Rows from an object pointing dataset
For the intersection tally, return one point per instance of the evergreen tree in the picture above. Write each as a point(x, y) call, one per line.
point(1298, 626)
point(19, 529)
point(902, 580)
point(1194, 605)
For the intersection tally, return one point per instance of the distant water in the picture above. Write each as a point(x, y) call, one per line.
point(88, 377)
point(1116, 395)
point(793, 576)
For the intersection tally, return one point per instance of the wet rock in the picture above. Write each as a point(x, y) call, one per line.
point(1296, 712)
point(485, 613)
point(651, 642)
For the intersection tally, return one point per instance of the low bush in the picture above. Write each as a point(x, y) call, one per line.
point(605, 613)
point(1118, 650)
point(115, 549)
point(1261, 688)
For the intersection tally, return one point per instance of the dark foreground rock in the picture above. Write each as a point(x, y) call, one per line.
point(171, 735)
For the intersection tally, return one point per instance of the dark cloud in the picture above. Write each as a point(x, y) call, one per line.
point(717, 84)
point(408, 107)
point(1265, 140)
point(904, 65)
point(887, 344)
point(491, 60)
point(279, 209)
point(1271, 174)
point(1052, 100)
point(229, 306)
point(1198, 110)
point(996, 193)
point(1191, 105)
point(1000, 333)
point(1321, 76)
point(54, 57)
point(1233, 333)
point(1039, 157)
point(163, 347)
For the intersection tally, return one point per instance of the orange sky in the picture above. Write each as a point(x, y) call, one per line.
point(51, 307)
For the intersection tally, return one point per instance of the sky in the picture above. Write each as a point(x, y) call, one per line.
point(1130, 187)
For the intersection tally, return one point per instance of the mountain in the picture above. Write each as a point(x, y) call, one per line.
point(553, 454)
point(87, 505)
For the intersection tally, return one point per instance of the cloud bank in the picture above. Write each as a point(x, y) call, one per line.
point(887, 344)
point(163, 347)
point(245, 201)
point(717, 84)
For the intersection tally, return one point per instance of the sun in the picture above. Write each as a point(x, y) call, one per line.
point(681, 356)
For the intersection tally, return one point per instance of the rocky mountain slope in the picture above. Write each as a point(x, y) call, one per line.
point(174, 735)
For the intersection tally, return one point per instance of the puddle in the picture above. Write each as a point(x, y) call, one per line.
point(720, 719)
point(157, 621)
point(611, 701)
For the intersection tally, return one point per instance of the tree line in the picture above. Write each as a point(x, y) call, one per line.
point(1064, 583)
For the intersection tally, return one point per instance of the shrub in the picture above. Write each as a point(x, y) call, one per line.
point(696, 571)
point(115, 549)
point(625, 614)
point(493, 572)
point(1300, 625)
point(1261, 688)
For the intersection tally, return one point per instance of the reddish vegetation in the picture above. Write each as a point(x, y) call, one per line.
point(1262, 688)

• [GIVEN TASK] Edit the rows above so that every occurrence of "intersection tally" becomes "overlap count", and reproduce all of them with nothing else altered.

• [ANSWER BELOW]
For the overlap count, return one point per instance of the evergreen tree in the picture above. Write each as a point(x, y) call, one per line.
point(1298, 626)
point(19, 529)
point(902, 580)
point(1194, 605)
For the overlap count, return one point per instance of the distant water in the picture above. Write each as a point(x, y) call, one per line.
point(88, 377)
point(1116, 395)
point(793, 576)
For the overlap count, return one point per instance of the wet rock in the picture above. Write each as a point(x, y) call, one per line.
point(1296, 712)
point(485, 613)
point(651, 642)
For the overlap count, return one point per instance of the low bush in the picture above. Write each as a point(x, y) call, one per line.
point(605, 613)
point(1118, 650)
point(115, 549)
point(1261, 688)
For the overlap count, return one point per instance of the dark foreground rock in the picture above. Write each as a point(x, y) call, one per line.
point(171, 735)
For the overlap count, return one point per instance of the dark cloud in the picture above. Write each as a point(x, y) call, one per line.
point(717, 84)
point(408, 107)
point(1265, 140)
point(904, 65)
point(887, 344)
point(491, 60)
point(279, 209)
point(1271, 174)
point(1052, 100)
point(229, 306)
point(1198, 110)
point(996, 193)
point(1191, 105)
point(1000, 333)
point(1321, 76)
point(54, 57)
point(1233, 333)
point(1039, 157)
point(163, 347)
For the overlap count, return one point per instance of the orange sky in the picture above. Write each as a point(x, y) call, one per line.
point(51, 307)
For the overlap count, return one point per instance of the sky in the picture above. Write each as a point(x, y) call, one per line.
point(1130, 187)
For the overlap count, return one point per instance of the mountain in the picture above. Write each as a point(x, y) call, one per line.
point(553, 454)
point(87, 505)
For the overlap count, return one point per instance of the cloud bank in the picture above. Write each as a point(x, y) call, one per line.
point(887, 344)
point(163, 347)
point(245, 201)
point(717, 84)
For the overlap count, return one point per instance of the sun in the picture above. Write each as a point(x, y) call, one per line.
point(681, 356)
For the overlap count, return one point per instance of the rocky mountain slope in the picture above. Write each as a point(x, y) call, one per line.
point(174, 735)
For the overlap count, return one point per instance of the puddle in the picture above. Write each as a point(x, y) call, one per line.
point(720, 719)
point(157, 621)
point(611, 701)
For the overlap count, return one point per instance of the tree line in the picture above. Write each as a point(x, y) call, one per line.
point(1064, 583)
For the overlap count, return one point per instance of the shrub in the picture above. Write each as a point(x, y) call, one per line.
point(696, 571)
point(115, 549)
point(625, 614)
point(493, 572)
point(1300, 625)
point(1261, 688)
For the overlap count, return one point per instance of the reddish vegetation in the picture above. Write each as a point(x, y) call, one per line.
point(1262, 688)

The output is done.